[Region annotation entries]
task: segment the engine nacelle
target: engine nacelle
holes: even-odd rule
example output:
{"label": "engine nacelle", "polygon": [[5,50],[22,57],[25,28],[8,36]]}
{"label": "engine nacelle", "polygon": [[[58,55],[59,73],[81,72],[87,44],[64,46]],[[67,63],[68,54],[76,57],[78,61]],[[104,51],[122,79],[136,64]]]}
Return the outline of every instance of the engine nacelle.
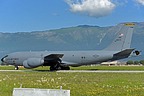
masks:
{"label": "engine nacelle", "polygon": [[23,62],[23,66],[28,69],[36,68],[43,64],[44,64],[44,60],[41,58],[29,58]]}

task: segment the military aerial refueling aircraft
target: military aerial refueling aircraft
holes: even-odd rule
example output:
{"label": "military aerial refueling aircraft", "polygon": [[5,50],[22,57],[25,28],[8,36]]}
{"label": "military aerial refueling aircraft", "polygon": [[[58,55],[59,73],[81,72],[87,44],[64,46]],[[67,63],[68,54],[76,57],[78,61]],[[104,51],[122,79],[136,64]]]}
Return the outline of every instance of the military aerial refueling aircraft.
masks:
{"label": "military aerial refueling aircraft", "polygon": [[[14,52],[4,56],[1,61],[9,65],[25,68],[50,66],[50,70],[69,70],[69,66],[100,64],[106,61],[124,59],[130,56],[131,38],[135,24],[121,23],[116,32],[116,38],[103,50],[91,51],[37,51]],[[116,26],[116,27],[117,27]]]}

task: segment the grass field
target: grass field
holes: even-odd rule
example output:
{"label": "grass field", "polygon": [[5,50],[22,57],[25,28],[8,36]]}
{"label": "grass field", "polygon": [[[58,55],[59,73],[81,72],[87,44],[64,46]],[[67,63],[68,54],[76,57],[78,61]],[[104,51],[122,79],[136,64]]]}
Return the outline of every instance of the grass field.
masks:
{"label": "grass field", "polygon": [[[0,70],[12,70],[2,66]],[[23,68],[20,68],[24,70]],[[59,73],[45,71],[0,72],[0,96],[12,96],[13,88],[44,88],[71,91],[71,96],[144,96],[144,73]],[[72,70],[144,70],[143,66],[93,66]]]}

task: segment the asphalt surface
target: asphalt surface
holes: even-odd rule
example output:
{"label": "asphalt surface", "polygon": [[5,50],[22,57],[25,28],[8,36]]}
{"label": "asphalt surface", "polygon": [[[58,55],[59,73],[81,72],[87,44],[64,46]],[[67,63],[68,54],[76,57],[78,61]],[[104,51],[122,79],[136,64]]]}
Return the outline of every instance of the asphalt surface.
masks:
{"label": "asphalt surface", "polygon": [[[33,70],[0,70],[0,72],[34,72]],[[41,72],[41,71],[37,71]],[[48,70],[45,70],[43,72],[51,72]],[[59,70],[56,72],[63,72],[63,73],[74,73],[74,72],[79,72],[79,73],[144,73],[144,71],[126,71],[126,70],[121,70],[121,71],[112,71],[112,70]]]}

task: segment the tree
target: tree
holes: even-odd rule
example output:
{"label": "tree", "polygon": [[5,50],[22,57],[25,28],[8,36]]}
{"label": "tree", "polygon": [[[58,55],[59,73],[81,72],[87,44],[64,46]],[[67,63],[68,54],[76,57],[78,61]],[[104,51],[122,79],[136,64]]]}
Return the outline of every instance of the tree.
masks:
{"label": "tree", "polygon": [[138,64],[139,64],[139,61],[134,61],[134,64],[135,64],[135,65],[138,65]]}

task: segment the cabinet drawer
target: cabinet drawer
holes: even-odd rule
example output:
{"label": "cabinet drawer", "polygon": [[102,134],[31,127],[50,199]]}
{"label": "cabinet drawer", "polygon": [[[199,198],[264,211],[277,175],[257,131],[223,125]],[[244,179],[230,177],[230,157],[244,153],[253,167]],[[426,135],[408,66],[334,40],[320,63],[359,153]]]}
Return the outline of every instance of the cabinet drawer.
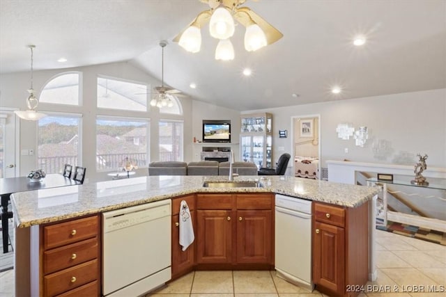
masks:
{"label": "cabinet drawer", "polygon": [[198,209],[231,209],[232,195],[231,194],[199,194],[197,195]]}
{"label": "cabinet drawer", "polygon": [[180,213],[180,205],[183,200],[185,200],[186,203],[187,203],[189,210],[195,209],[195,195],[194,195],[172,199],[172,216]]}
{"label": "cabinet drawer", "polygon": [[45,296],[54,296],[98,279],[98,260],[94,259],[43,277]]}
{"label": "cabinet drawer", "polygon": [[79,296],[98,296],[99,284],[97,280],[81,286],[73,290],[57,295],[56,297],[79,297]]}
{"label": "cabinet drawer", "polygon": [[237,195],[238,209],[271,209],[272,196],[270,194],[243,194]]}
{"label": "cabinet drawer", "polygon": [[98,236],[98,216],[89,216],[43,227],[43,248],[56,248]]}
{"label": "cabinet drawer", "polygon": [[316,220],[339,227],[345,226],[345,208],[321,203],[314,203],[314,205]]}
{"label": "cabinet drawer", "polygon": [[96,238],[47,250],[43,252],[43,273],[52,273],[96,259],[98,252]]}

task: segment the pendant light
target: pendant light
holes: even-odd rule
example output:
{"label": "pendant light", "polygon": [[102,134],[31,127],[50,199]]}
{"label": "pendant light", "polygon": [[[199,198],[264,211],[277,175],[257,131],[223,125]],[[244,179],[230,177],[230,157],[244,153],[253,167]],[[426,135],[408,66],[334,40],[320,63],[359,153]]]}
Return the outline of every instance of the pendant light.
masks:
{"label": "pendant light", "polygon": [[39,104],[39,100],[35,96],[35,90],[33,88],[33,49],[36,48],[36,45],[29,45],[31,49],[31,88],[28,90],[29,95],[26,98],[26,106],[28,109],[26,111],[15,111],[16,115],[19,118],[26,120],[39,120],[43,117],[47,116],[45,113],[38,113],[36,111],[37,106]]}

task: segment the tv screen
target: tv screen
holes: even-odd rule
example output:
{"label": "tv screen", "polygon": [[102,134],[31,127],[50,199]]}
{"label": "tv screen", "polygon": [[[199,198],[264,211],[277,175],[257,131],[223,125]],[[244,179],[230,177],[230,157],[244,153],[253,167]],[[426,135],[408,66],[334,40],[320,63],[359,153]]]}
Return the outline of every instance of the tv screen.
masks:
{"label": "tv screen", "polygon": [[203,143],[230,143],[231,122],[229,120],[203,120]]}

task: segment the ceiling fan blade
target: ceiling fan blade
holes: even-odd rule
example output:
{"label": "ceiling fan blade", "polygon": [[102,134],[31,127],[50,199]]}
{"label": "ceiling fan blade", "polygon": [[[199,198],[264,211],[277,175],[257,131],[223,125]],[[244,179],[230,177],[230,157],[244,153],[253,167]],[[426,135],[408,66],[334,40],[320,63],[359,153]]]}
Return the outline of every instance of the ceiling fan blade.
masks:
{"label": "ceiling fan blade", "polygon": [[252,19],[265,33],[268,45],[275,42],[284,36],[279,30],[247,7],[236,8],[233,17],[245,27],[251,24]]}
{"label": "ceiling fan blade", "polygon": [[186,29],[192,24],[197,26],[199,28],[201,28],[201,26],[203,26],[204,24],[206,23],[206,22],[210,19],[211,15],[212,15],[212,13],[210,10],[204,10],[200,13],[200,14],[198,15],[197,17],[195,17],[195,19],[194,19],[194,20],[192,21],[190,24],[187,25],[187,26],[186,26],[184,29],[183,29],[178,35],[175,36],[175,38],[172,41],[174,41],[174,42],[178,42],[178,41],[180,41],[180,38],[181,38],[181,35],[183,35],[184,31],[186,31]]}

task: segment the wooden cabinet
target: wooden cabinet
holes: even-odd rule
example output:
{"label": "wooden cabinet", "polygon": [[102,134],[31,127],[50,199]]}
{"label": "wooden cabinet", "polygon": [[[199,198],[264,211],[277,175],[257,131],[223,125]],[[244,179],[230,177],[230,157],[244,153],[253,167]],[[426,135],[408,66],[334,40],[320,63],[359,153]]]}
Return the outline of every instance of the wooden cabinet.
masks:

> _Problem_
Starting with the line that contains "task: segment the ceiling fan blade", return each line through the last one of the data above, exactly as written and nothing more.

> _Expected answer_
task: segment the ceiling fan blade
target: ceiling fan blade
holes: even-odd rule
example output:
{"label": "ceiling fan blade", "polygon": [[102,134],[31,127],[50,199]]}
{"label": "ceiling fan blade", "polygon": [[[199,198],[264,211],[277,175],[257,131],[223,125]],[[244,179],[230,177],[230,157],[244,153],[253,167]],[[426,135],[408,66],[334,40],[320,63],[359,153]]]}
Return the outline of every instance of the ceiling fan blade.
masks:
{"label": "ceiling fan blade", "polygon": [[252,19],[265,33],[268,45],[275,42],[284,36],[279,30],[247,7],[236,8],[233,17],[245,27],[251,24]]}
{"label": "ceiling fan blade", "polygon": [[186,29],[192,24],[197,26],[199,28],[201,28],[201,26],[203,26],[204,24],[206,23],[206,22],[210,19],[211,15],[212,15],[212,13],[210,10],[204,10],[200,13],[200,14],[198,15],[197,17],[195,17],[195,19],[194,19],[194,20],[192,21],[190,24],[187,25],[187,26],[186,26],[184,29],[183,29],[178,35],[175,36],[175,38],[172,41],[174,41],[174,42],[178,42],[178,41],[180,41],[180,38],[181,38],[181,35],[183,35],[184,31],[186,31]]}

task: segment the wooden cabinet
target: wooden cabinet
holes: even-odd rule
example output:
{"label": "wooden cabinet", "polygon": [[102,134],[31,127],[50,199]]}
{"label": "wooden cabinet", "polygon": [[[199,198],[264,211],[277,175],[257,131],[223,125]],[[244,179],[230,177],[230,157],[244,153],[253,167]],[[426,135],[408,66],[334,40],[320,63],[359,153]]]}
Return the outline of every instance of the wooden cabinet.
masks:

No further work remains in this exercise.